__Rows__
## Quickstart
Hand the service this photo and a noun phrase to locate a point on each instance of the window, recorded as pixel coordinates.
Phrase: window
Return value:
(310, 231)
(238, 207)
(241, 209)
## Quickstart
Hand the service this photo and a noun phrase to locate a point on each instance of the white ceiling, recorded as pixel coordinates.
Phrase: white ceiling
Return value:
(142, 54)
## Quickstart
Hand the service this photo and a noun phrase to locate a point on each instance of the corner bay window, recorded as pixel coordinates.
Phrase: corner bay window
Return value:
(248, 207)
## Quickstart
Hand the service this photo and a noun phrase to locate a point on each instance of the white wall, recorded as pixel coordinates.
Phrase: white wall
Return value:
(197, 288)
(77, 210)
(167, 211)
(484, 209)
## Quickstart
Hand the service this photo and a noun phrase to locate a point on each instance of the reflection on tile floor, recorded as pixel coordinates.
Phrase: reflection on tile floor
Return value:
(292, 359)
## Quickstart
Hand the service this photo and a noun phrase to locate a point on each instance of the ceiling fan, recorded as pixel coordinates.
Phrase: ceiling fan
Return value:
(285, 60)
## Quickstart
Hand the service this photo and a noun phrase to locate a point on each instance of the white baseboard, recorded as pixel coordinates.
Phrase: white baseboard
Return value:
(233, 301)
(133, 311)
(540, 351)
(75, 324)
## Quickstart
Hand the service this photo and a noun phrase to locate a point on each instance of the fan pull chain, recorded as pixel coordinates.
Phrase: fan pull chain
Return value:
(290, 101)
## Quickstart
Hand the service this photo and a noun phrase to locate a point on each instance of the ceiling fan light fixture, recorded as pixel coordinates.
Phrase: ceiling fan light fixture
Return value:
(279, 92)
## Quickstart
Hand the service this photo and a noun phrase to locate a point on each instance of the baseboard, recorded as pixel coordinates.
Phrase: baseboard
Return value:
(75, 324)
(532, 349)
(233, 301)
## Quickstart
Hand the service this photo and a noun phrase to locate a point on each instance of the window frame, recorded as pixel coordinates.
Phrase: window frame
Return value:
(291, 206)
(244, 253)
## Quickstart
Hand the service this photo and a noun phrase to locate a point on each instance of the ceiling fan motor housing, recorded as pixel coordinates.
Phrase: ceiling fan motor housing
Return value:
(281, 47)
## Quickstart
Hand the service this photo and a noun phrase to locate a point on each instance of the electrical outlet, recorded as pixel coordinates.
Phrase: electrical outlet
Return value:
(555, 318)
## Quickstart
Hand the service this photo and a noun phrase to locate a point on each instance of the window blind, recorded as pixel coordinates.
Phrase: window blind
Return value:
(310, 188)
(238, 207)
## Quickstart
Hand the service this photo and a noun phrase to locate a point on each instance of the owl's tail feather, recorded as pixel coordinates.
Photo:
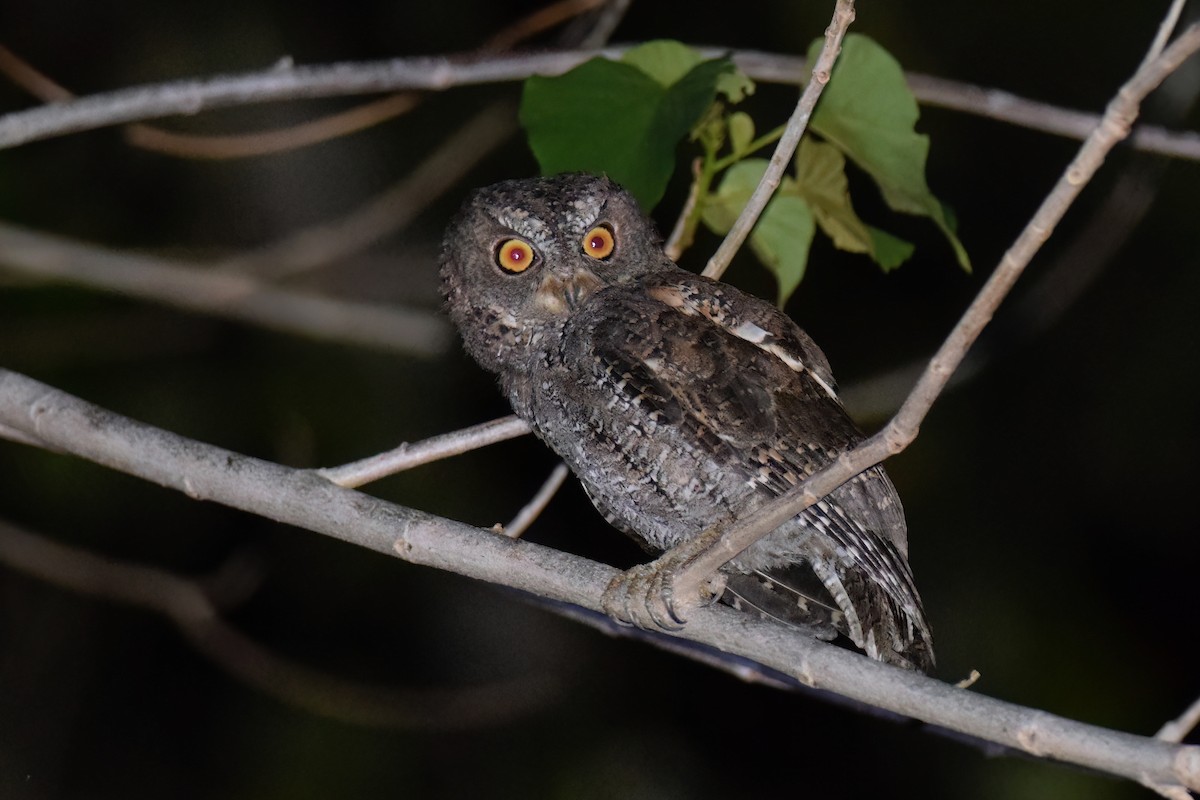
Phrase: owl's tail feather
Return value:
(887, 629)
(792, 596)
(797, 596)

--

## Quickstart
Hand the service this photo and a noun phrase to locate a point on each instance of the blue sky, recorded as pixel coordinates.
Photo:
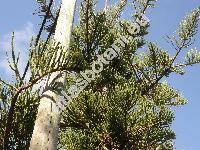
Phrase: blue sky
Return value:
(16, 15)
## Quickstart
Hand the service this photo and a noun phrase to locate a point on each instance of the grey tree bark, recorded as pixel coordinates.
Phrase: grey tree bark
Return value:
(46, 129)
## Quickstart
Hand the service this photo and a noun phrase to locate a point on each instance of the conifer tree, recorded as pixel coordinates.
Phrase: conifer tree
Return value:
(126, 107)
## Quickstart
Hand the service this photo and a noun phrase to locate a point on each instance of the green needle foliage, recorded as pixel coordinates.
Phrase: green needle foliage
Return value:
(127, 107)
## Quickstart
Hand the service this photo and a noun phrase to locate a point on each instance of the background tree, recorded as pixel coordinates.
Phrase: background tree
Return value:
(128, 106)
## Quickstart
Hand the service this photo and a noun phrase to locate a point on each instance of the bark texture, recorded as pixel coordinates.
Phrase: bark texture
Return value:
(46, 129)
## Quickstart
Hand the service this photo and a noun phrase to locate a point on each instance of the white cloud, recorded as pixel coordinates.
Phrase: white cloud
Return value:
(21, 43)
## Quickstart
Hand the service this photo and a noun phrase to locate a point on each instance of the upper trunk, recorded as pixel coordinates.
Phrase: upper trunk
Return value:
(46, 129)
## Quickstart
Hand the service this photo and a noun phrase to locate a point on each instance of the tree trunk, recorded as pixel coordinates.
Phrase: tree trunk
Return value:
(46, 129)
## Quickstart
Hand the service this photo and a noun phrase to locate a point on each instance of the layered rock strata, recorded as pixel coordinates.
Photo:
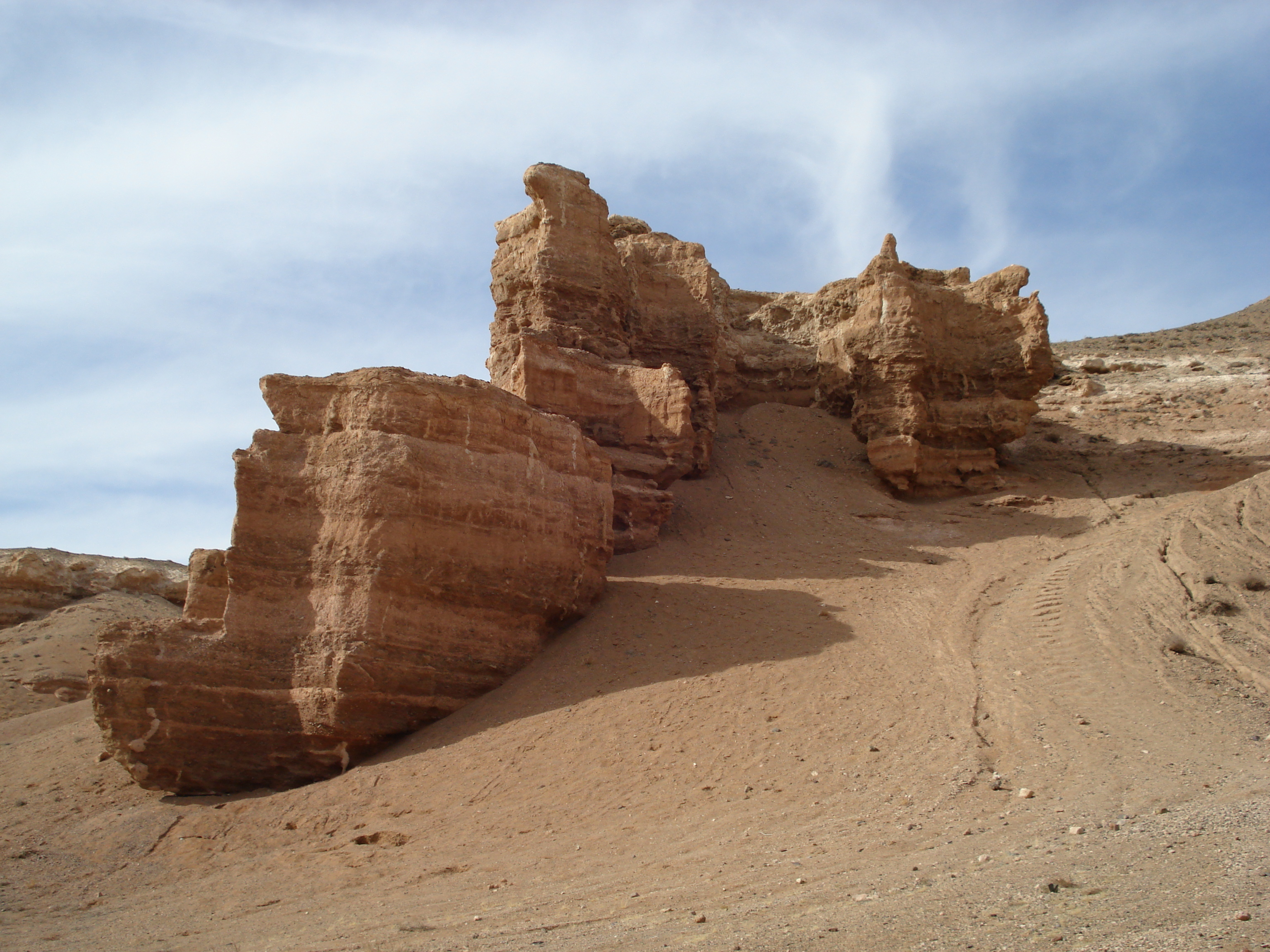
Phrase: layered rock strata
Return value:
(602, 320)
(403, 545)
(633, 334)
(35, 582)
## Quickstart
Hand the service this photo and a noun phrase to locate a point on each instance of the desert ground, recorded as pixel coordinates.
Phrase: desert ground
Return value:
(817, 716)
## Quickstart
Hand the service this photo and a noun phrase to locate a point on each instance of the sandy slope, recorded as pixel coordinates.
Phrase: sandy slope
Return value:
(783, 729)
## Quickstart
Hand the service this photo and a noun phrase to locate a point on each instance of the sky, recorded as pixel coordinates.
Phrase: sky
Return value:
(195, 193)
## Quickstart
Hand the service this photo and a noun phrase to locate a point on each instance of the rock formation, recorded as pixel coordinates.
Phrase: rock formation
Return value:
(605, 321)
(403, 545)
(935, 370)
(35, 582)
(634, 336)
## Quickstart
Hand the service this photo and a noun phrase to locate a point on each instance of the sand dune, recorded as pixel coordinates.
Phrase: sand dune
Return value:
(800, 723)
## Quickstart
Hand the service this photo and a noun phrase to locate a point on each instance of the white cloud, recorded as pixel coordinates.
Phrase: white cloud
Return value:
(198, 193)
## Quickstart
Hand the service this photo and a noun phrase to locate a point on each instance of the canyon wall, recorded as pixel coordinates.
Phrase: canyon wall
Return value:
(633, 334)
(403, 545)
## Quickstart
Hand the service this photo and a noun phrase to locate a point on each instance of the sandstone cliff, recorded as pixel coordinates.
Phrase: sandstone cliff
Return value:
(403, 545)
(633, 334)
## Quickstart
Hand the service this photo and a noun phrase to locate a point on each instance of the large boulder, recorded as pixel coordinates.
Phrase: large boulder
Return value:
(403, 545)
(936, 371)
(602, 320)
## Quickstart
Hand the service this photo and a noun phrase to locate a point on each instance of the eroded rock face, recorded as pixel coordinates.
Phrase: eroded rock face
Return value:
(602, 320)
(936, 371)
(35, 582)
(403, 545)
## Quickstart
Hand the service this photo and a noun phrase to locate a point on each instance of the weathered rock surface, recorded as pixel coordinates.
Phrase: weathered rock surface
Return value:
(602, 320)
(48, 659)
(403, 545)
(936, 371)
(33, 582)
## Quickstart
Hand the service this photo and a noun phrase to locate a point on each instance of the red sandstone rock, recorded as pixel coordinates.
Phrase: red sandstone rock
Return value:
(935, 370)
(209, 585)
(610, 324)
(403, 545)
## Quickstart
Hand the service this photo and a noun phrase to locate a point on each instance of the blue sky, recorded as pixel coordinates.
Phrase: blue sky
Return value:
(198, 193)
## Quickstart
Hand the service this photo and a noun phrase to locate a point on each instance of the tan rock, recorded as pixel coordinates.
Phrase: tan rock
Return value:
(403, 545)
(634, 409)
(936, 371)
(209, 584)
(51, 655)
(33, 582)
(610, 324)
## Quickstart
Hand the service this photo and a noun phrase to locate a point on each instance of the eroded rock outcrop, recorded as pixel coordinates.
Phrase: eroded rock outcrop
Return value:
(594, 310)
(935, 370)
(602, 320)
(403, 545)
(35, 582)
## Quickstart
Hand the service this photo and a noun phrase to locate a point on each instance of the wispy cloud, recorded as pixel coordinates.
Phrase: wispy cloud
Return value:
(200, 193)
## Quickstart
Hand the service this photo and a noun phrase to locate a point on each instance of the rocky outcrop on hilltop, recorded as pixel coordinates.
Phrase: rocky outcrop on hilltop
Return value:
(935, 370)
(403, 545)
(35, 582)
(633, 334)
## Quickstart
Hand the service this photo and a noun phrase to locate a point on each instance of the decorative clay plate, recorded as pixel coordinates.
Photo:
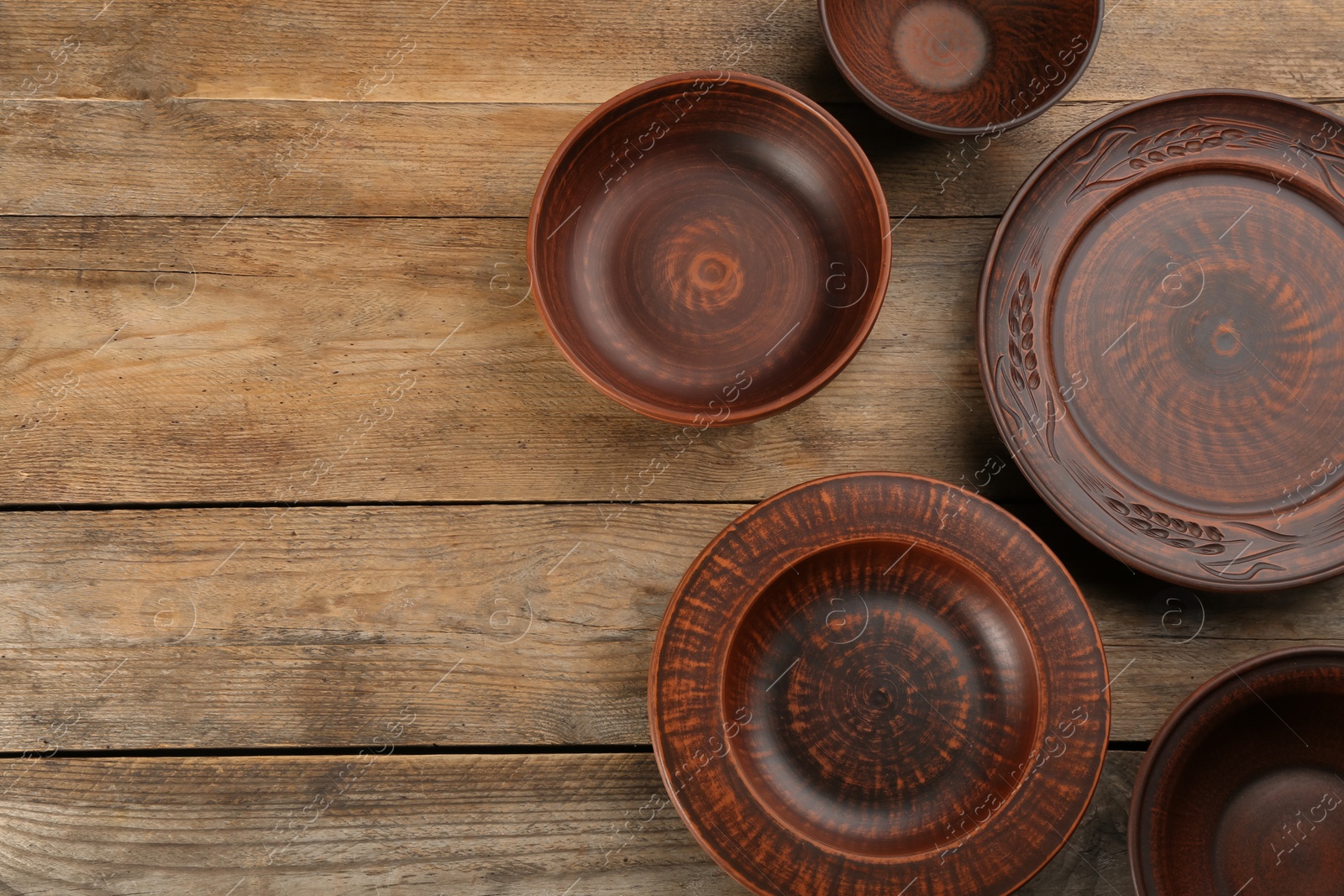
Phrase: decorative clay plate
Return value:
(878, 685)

__Stated goal__
Identify each line in the records above that contains the word "outcrop", and copy those lines.

__Solution to this problem__
Hand the service this photo and a noun phrase to locate a point on each instance of the eroded rock outcrop, recorded as pixel coordinates.
Phrase: eroded rock outcrop
Hand the service this photo and a noun phrase to locate a point on each instance of the rocky outcrop on hilltop, recorded as pixel coordinates.
Phrase: rocky outcrop on hilltop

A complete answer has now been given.